(Supplied text)

Edwards Lifesciences announced one-year data highlighting the continued outstanding performance of its SAPIEN 3 Ultra RESILIA valve.
Edwards Lifesciences announced one-year data highlighting the continued outstanding performance of its SAPIEN 3 Ultra RESILIA valve
The data were presented at PCR London Valves 2024 and simultaneously published in the Journal of the American College of Cardiology (JACC): Cardiovascular Interventions.
An analysis of data from more than 9,000 propensity-matched patients in the STS/ACC TVT Registry demonstrated that those who received Edwards’ newest generation SAPIEN 3 Ultra RESILIA valve experienced outstanding one-year outcomes that continuously surpassed recipients of the earlier generation SAPIEN 3 and SAPIEN 3 Ultra valves. Patients receiving the SAPIEN 3 Ultra RESILIA valve experienced extremely low mortality, low rates of reintervention, larger effective orifice areas, lower echo-derived gradients across all valve sizes and no paravalvular leak in 84.4% of cases.
“These strong, real-world data continue to demonstrate that patients treated with a SAPIEN valve experience excellent outcomes with rapid recovery and improved quality of life,” said Larry Wood, Edwards’ corporate vice president and group president, transcatheter aortic valve replacement and surgical structural heart. “These data add to the immense body of evidence with multiple years of follow up on the Edwards SAPIEN valve platform and more than 10 years of clinical experience with the RESILIA tissue.”

(End Supplied text)

= Actions to take =
1) Answer these questions from the valve announcement:
(a) At which meeting were the one-year data presented?
(b) In what percentage of cases did patients receiving the SAPIEN 3 Ultra RESILIA valve have no paravalvular leak?
(c) How many years of clinical experience with the RESILIA tissue does the quoted statement cite?
2) Write the next paragraph of the valve announcement, following on from the statement by Larry Wood.

(Data to examine)

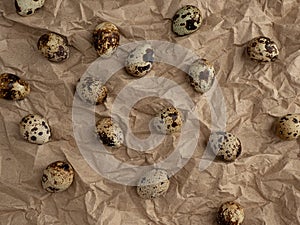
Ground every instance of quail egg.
[125,44,154,77]
[20,114,51,145]
[275,114,300,140]
[153,107,182,134]
[209,131,242,161]
[247,36,279,62]
[217,201,245,225]
[189,59,215,94]
[0,73,30,100]
[93,22,120,58]
[42,161,74,193]
[96,118,124,148]
[76,76,108,105]
[15,0,45,16]
[137,169,170,199]
[172,5,202,36]
[37,32,70,62]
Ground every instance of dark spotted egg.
[217,201,245,225]
[93,22,120,58]
[76,76,108,105]
[172,5,202,36]
[0,73,30,100]
[42,161,74,193]
[125,44,154,77]
[275,114,300,140]
[96,118,124,148]
[153,107,182,134]
[189,59,215,93]
[15,0,45,16]
[20,114,51,145]
[37,32,70,62]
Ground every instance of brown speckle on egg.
[37,32,70,62]
[0,73,30,100]
[153,107,182,134]
[20,114,51,145]
[41,161,74,193]
[15,0,45,16]
[172,5,202,36]
[217,201,245,225]
[275,114,300,140]
[188,59,215,93]
[93,22,120,58]
[96,118,124,148]
[125,44,154,77]
[76,76,108,105]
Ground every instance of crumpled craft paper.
[0,0,300,225]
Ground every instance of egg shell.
[15,0,45,16]
[275,114,300,141]
[153,107,182,134]
[0,73,30,100]
[137,169,170,199]
[172,5,202,36]
[20,114,51,145]
[76,76,108,105]
[217,201,245,225]
[93,22,120,58]
[96,118,124,148]
[37,32,70,62]
[125,44,154,77]
[247,36,279,62]
[41,161,74,193]
[209,131,242,161]
[189,59,215,94]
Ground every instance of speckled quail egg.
[0,73,30,100]
[189,59,215,93]
[96,118,124,148]
[93,22,120,58]
[20,114,51,145]
[76,76,108,105]
[42,161,74,193]
[217,201,245,225]
[172,5,202,36]
[153,107,182,134]
[15,0,45,16]
[137,169,170,199]
[247,36,279,62]
[125,44,154,77]
[209,131,242,161]
[37,32,70,62]
[275,114,300,140]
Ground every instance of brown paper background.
[0,0,300,225]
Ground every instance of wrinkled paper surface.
[0,0,300,225]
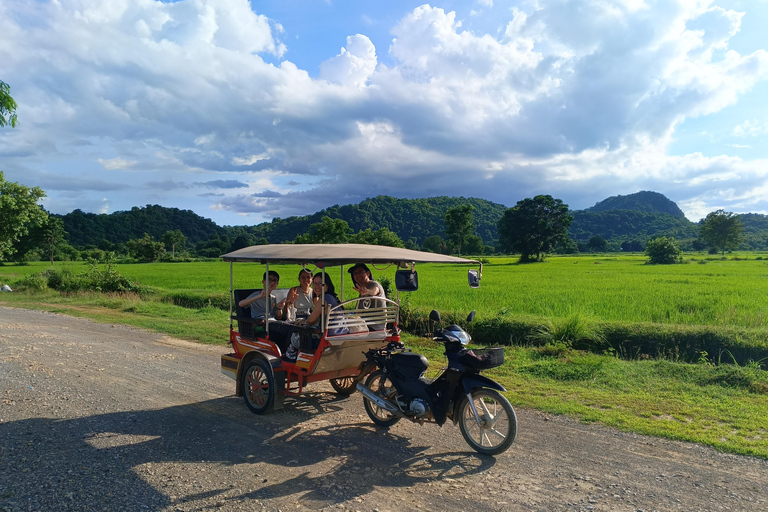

(End Data to examine)

= Results for the exercise =
1)
(a) PCR London Valves 2024
(b) 84.4%
(c) More than 10 years

2)
Patients in the SAPIEN 3 Ultra RESILIA valve cohort, who had an average STS score of 3.6 and average age of 77, experienced meaningful quality of life benefits with a clinically significant average 31-point increase in KCCQ score and one-day length of hospital stay with 93% discharged to their homes.
"This is the first large-population study that showed the latest generation SAPIEN 3 Ultra RESILIA valve results in improved 1-year survival after TAVR versus prior generation valves, given it reduces mild or greater paravalvular leak,” said Gilbert Tang, MD, MSc, MBA, Surgical and Academic Director of the Structural Heart Program for the Mount Sinai Health System and Professor and Vice-Chair of Innovation in Cardiovascular Surgery at the Icahn School of Medicine at Mount Sinai. “This finding particularly affected low surgical risk patients, where the impact would matter more because of their longer life expectancies.”
Citation:Early Clinical Outcomes Associated with the Sapien 3 Ultra Resilia valve Compared to the Sapien3 and Sapien3 ultra valves ; C.T. Stinis. J.M. McCabe.et. al.